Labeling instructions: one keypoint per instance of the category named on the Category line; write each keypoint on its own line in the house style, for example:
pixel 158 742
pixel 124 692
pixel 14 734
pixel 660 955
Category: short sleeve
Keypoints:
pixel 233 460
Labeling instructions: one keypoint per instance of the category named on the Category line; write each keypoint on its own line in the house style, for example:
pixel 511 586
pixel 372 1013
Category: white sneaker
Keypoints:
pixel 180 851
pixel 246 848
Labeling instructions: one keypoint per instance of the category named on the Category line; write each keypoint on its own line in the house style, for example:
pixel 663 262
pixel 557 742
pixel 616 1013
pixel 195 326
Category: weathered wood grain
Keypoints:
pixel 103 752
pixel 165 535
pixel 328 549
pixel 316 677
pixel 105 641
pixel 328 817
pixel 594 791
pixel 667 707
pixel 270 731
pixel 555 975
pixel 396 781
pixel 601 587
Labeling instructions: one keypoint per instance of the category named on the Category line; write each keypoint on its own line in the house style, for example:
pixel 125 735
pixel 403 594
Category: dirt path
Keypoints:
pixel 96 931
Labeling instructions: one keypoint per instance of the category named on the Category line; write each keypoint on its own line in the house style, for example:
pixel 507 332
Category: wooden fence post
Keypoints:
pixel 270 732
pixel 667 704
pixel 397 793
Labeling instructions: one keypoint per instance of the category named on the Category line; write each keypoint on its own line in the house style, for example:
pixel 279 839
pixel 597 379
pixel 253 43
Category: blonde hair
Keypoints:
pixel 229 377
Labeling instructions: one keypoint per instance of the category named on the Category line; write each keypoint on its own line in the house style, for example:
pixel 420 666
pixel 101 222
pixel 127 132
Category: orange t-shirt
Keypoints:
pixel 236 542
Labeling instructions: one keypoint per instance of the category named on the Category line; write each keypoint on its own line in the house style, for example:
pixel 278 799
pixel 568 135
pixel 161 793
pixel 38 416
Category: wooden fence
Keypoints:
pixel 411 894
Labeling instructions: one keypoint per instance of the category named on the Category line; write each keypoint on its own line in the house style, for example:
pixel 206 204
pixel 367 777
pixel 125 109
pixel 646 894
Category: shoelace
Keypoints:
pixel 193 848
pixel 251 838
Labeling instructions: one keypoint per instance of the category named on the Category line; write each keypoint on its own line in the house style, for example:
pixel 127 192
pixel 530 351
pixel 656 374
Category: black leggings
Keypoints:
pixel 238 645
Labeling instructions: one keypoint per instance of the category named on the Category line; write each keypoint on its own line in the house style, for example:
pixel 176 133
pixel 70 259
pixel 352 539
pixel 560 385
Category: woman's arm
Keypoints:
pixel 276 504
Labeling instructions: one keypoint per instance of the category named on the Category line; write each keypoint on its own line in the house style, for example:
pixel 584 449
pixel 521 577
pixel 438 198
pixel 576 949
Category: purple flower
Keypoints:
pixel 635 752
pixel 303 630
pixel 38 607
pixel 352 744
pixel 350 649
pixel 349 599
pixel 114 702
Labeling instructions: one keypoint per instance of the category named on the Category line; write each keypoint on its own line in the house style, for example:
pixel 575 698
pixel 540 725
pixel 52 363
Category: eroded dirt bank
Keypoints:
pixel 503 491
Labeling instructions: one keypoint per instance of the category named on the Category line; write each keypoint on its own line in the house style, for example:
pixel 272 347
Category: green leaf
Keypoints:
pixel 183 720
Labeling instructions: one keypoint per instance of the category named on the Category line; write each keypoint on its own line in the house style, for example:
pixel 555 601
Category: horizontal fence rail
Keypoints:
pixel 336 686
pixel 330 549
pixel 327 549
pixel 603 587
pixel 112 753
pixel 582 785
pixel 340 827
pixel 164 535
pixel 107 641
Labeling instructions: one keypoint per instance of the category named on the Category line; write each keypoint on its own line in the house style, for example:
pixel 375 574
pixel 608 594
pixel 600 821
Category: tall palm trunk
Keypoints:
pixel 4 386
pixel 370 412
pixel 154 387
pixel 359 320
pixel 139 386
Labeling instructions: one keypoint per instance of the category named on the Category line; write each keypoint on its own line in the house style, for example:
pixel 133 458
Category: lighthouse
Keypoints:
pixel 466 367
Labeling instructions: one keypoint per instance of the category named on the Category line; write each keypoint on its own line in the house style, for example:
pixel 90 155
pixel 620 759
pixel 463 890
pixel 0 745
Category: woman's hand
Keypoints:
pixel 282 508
·····
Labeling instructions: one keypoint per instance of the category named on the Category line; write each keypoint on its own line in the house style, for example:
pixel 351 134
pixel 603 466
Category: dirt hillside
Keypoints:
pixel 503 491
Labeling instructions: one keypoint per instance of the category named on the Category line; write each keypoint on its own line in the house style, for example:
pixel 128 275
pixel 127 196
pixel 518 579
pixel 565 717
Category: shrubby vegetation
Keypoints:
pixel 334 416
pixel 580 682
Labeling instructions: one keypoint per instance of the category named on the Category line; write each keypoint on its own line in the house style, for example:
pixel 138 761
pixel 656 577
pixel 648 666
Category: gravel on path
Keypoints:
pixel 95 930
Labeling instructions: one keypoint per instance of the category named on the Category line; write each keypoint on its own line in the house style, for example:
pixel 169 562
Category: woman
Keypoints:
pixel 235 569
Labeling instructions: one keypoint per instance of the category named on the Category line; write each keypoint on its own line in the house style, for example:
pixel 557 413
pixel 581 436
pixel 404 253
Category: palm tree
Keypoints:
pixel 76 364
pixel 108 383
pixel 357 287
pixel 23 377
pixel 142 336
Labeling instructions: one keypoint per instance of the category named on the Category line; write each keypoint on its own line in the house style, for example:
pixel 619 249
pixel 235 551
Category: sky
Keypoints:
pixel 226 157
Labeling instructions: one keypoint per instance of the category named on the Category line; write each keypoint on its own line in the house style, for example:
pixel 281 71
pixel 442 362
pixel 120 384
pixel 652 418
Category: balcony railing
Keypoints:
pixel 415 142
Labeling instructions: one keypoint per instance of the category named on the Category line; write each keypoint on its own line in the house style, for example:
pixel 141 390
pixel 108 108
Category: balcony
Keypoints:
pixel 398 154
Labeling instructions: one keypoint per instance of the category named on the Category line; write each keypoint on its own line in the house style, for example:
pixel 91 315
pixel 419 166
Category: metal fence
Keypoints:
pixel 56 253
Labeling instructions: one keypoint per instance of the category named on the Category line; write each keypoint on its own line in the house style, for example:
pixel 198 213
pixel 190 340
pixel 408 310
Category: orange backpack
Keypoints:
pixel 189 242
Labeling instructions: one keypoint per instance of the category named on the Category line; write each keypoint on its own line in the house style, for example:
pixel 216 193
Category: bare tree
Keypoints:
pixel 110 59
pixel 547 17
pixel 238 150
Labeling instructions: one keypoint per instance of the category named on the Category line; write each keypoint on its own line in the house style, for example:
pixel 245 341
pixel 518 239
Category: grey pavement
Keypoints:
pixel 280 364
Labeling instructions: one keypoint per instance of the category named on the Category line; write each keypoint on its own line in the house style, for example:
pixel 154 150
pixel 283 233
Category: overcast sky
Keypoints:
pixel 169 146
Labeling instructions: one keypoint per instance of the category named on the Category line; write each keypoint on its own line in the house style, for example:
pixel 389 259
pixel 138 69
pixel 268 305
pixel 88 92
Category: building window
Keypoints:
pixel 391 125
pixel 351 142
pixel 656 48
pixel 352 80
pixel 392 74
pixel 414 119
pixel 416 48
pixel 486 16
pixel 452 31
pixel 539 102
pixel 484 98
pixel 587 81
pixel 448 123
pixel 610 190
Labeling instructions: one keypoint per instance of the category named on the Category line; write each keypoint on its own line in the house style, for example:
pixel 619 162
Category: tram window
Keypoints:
·····
- [WORK ORDER] Across the entries above, state how many lines include the string "fence", with no other text.

- [REPLY TO THE EXERCISE] 4